**RECORDS SUPPLIED**
•••

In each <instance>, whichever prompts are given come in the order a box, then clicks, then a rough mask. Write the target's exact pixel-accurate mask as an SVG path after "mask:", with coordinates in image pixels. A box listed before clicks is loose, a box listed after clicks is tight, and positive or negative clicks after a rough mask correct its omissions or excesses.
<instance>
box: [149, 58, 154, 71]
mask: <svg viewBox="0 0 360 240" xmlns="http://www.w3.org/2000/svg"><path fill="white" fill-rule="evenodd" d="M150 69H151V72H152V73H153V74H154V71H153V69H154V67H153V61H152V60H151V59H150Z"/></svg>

•••

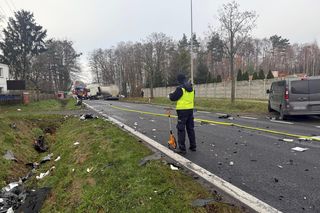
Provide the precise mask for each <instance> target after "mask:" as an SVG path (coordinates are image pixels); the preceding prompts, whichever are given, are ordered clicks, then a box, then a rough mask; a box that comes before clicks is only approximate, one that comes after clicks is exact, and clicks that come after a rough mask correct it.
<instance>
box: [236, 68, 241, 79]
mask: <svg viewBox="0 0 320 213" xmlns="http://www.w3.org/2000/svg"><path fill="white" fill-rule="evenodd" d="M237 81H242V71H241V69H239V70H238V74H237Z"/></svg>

•••

**TASK DETAILS**
Show all lines above holding the word "correct".

**ANSWER BOX**
In each <instance>, whichever prompts are given come in the order a box, then clicks, then a rough mask. Write the target's exact pixel-accurate mask as an SVG path after "mask:", with coordinates in image pixels. A box listed before clicks is loose, a box listed after clicks is tight, and positive or negative clicks after a rough mask correct its omissions or excesses.
Provide the precise mask for each <instance> target after "mask:" as an SVG path (coordinates are image pixels); the preceding prompts, whichever are given, are ordered clicks, then a box, then a rough mask; a box that comes before clicks is only approximate, one that comes after clicks is exact, and clicks that come after a rough mask correct it.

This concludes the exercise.